» **What to work on**
Go through the material below, noting each line where the string "point" appears, and give only the total.
- - - - -
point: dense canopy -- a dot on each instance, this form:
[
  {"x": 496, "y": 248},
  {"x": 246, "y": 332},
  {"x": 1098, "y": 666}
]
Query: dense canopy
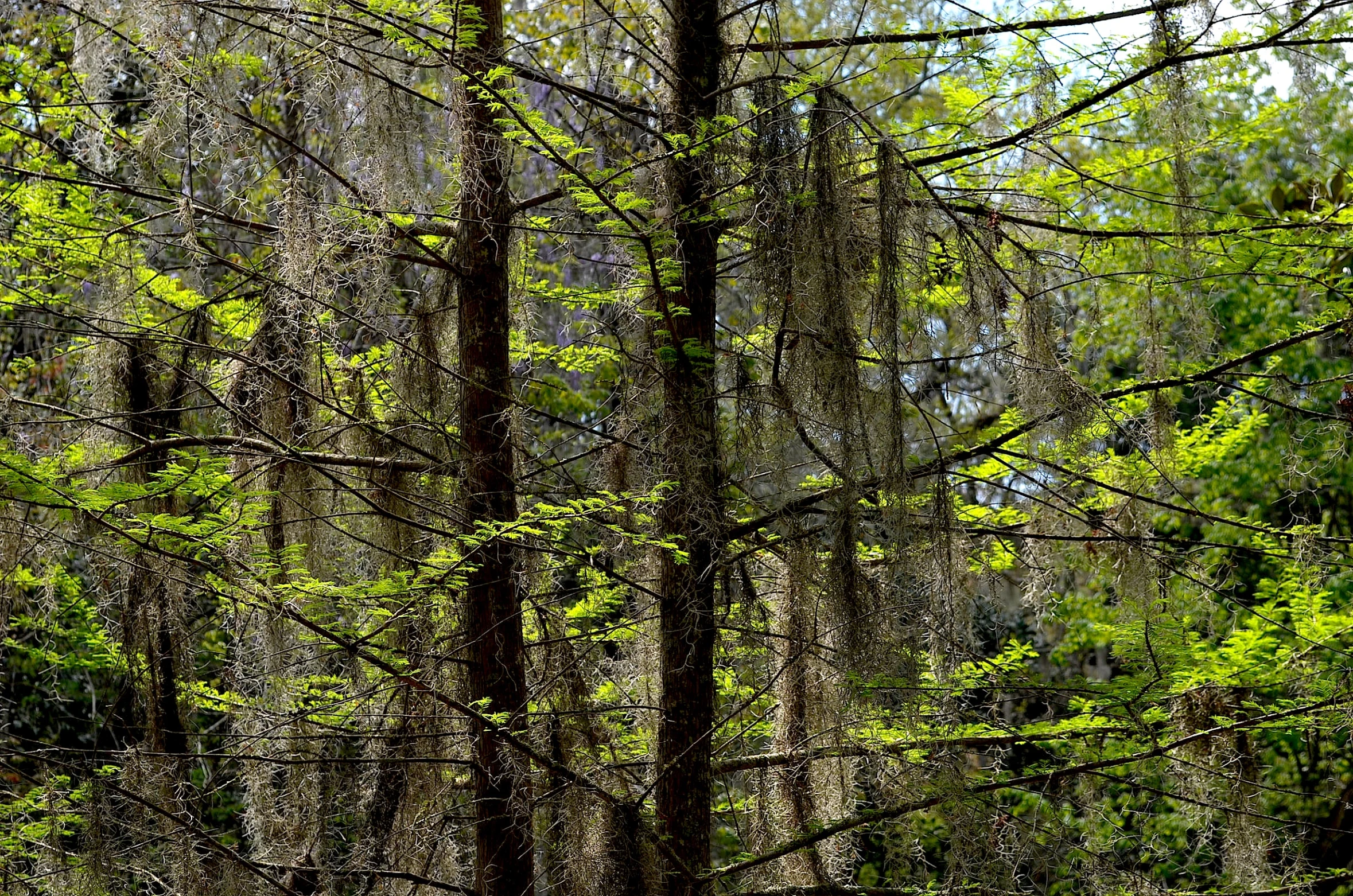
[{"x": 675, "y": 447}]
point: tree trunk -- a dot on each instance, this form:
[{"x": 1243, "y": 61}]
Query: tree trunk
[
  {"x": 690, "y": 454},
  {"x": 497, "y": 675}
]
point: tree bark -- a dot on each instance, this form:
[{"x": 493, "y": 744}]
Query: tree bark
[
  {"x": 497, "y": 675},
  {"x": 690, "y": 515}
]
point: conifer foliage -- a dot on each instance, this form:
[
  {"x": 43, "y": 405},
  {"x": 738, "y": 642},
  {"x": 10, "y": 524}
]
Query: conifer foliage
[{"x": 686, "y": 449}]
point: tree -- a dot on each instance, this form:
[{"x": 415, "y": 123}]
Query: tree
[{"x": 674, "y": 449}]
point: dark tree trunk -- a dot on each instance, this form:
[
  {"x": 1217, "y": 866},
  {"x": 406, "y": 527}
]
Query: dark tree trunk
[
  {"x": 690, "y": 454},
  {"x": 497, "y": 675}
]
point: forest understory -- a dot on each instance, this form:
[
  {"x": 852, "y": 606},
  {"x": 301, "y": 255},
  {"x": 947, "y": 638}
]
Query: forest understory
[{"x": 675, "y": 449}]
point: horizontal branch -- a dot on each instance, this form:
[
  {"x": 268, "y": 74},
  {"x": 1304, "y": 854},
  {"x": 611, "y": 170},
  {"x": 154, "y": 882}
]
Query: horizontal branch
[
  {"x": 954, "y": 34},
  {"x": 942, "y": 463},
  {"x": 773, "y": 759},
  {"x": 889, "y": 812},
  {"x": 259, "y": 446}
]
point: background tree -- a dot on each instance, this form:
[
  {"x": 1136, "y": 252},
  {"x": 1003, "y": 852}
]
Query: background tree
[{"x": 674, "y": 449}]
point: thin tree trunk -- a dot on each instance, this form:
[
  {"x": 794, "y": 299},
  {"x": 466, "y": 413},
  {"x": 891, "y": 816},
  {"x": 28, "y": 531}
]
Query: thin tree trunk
- - - - -
» **Answer to the problem**
10